En 1605, Jean de Bonsi demanda de reconstruire l’église sur toute la longueur. La décision fut suivie d’un long procès entre les consuls et les habitants, et le grand archidiacre de la cathédrale de Béziers qui était aussi le prieur, à propos de la prise en charge des travaux. Il se prolongea sur une période de vingt ans. C’est par une transaction de l’évêque du 13 mai 1624 qu’une solution fut trouvée pour mener à bien la reconstruction de l’église. Dans le projet primitif, il était envisagé que l’église puisse être agrandie. Il était encore d’actualité en 1629 mais il ne fut pas mené à terme en raison des ravages causés par la peste qui emporta cette année-là 400 habitants 16.

Les conditions de la transaction de 1624

Depuis un contrat de l’année 1476, le prieur était dégagé des réparations à faire à l’église en contrepartie d’une somme de vingt livres annuelles versée à la fabrique 17. Il ne voulait donc pas subvenir aux frais de la reconstruction de l’église. Afin de pouvoir couvrir l’ensemble des dépenses, le cardinal de Bonsi proposa d’ajouter les recettes de la vente des reliques et d’autres biens aliénés par les consuls tels que les cloches. Ceci ne fut pourtant pas suffisant. Aucune suite n’ayant été donnée, l’affaire fut portée devant la cour du Parlement de Toulouse. La sentence du Parlement obligea l’archidiacre à subvenir aux travaux. Pour ce faire, le sixième des biens aliénés par les consuls devait être mis entre les mains de ce dernier pour pourvoir aux réparations qui devaient être exécutées dans un délai de deux années.

Toutefois l’arrêt ne fut pas suivi. Le conseil général se rapprocha alors des habitants pour que la communauté subvienne aux dépenses et mette fin au procès. Il fut décidé que les habitants et taillables contribueraient pour les deux tiers, le prieur, le grand archidiacre Gabriel de Faure, pour un tiers 18. Le prieur devait renoncer à ses revenus sur le champ appelé « l’œuvre », racheté alors par les habitants et qui demeura affecté à la fabrique pour les réparations, mais aussi à la restitution des revenus provenant de la vente des reliques et des cloches. Les parties devaient payer 1 500 livres par an à l’entrepreneur, 500 pour le prieur et 1 000 pour les consuls.

Les modalités de paiement étant définies, il importait d’arrêter celles de la reconstruction. Il était ainsi précisé que « l’église paroissiale Saint-Saturnin sera relevée et rebâtie de neuf sur les vieux fondements d’icelle, en mesme ordre, haulteur, largeur et épaisseur des murailles à pierre et à chaux, qu’elle était anciennement avec son clocher et couvert, de portes, serrures et vitres en meme estat qu’elle était auparavant la ruyne et demolition d’icelle ». Les matériaux présents sur le site pouvaient être réutilisés, « les vieux matteriaux tant de bons pierres, tuiles et ferremens quy se trouvaient en ce qui reste de present en lad. Eglise, fourniront respectivement à la décharge des parties par le prix faict ». Une somme correspondant à deux années de travaux fut alors fixée à 3 000 livres.

* Objectif A: Affichez chacune des lignes des enregistrements où figure la chaîne « rock ».

* Données d'entrée:
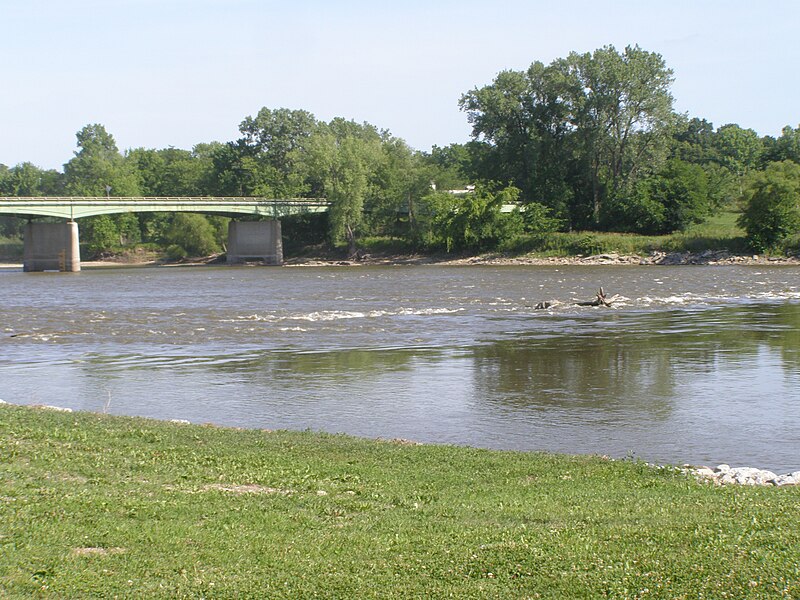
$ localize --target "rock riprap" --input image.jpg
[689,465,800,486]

...

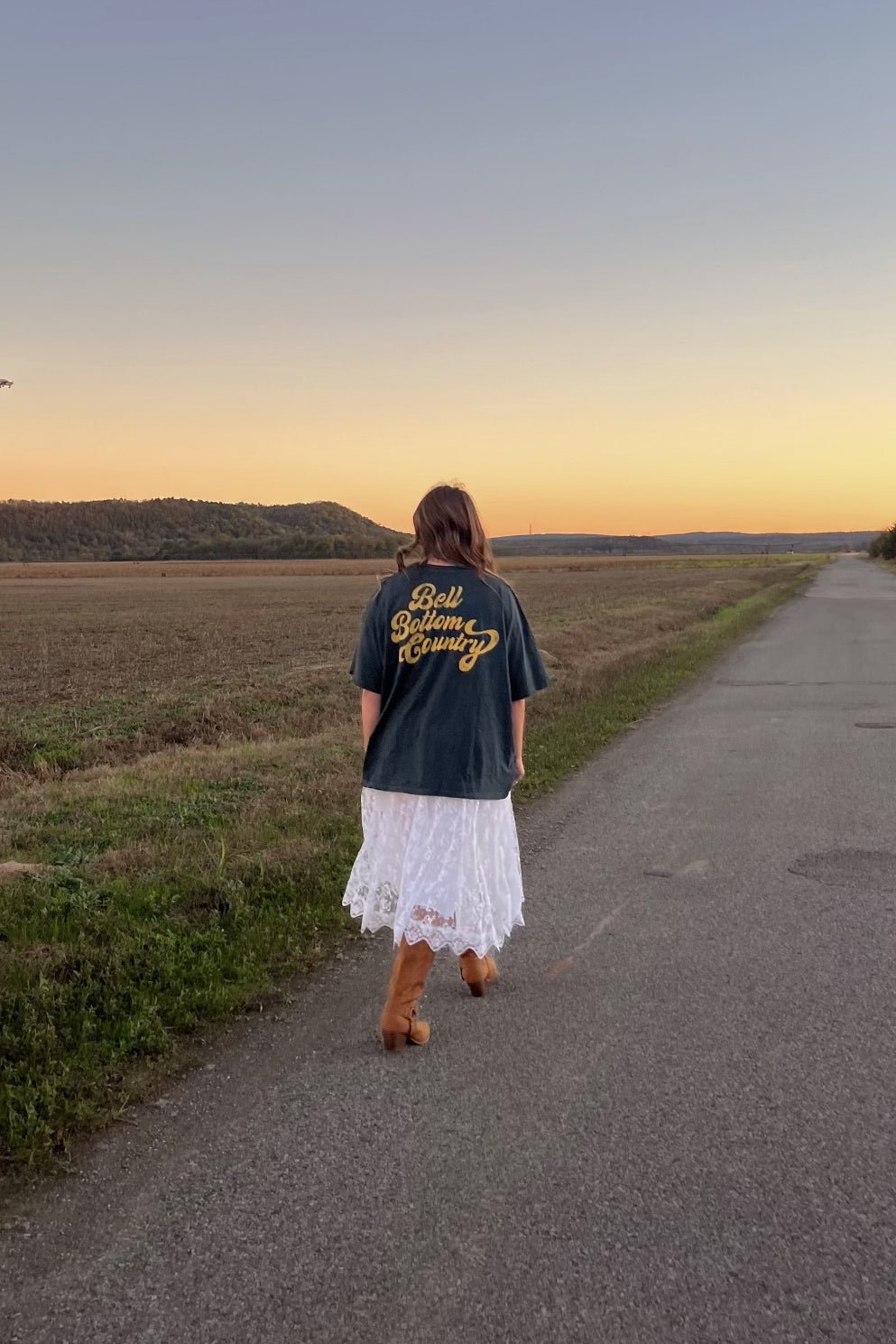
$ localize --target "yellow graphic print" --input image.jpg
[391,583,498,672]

---

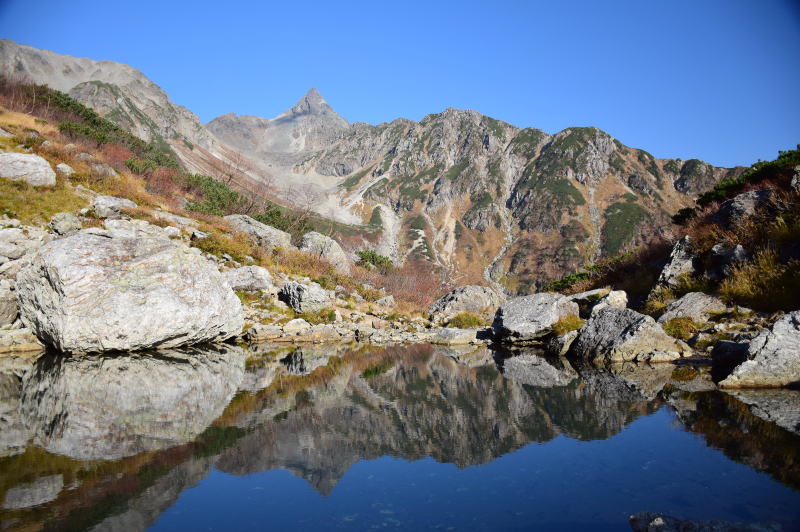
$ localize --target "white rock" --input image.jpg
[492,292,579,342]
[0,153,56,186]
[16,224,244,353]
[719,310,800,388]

* Objectif B: Transcrivez le passage du texte sur la reconstruction de l'église compris entre « Depuis un contrat » et « de deux années. », bornes incluses.

* Réponse finale A:
$ localize --target "rock riprap" --input image.jpg
$ localize --target "white rock" --input image.jpg

* Réponse finale B:
Depuis un contrat de l’année 1476, le prieur était dégagé des réparations à faire à l’église en contrepartie d’une somme de vingt livres annuelles versée à la fabrique 17. Il ne voulait donc pas subvenir aux frais de la reconstruction de l’église. Afin de pouvoir couvrir l’ensemble des dépenses, le cardinal de Bonsi proposa d’ajouter les recettes de la vente des reliques et d’autres biens aliénés par les consuls tels que les cloches. Ceci ne fut pourtant pas suffisant. Aucune suite n’ayant été donnée, l’affaire fut portée devant la cour du Parlement de Toulouse. La sentence du Parlement obligea l’archidiacre à subvenir aux travaux. Pour ce faire, le sixième des biens aliénés par les consuls devait être mis entre les mains de ce dernier pour pourvoir aux réparations qui devaient être exécutées dans un délai de deux années.